• _GIVEN INSTRUCTION_
Copy the material below word for word, starting with the line that contains "Look at the photo above. Which pixel sits on the rock" and ending with the line that contains "Look at the photo above. Which pixel sits on the beach?", with both of those lines included.

• _RECORDS SHOWN_
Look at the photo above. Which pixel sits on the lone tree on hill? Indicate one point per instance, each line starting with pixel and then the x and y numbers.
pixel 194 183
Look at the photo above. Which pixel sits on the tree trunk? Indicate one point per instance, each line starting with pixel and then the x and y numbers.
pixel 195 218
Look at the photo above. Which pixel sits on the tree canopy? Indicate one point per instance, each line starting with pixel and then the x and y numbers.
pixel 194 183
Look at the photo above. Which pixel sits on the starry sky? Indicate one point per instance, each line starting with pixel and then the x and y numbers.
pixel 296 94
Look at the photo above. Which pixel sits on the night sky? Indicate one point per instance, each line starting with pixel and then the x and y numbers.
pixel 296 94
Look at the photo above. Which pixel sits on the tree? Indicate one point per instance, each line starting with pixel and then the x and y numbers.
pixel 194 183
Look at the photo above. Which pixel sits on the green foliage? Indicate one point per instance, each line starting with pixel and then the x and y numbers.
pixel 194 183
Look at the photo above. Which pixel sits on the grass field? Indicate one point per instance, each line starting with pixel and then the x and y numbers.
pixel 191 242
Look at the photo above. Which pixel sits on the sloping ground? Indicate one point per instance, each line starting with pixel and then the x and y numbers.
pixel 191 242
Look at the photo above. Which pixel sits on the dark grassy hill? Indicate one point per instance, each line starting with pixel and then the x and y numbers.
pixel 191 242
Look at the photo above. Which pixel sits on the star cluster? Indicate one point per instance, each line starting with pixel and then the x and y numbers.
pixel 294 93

==

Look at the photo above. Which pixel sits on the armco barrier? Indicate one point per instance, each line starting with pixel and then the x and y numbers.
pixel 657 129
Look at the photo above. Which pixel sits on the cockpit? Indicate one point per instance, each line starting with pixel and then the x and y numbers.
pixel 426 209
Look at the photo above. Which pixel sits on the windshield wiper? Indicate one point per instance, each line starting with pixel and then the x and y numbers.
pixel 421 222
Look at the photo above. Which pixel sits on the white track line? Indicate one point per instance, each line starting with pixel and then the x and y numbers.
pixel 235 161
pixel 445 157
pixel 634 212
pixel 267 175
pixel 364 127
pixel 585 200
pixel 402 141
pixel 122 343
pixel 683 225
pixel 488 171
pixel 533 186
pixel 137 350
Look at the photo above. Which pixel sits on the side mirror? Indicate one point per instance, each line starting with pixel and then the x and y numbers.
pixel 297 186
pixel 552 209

---

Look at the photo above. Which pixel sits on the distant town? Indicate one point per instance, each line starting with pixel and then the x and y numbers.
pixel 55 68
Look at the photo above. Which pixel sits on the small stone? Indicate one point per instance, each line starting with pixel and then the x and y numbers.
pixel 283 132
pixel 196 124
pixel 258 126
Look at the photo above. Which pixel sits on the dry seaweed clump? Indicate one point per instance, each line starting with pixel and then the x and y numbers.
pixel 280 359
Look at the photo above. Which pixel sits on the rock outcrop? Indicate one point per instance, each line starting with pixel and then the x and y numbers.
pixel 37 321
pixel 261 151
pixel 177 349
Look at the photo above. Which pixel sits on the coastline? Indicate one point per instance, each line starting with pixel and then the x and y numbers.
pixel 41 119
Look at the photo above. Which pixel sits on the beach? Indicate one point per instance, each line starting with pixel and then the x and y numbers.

• _TASK SOLUTION_
Look at the photo above. Which pixel sits on the rock outcrop? Indicate one point per instance, each line starting with pixel and then the x and y numbers.
pixel 37 321
pixel 261 151
pixel 177 349
Look at the photo above. Which pixel sits on the coastline? Indicate one point per instance, each line starting with pixel and then the x and y numbers.
pixel 41 119
Look at the photo above. Which pixel sits on the beach? Indicate one point per instance, each line starting with pixel and then the x and y numbers.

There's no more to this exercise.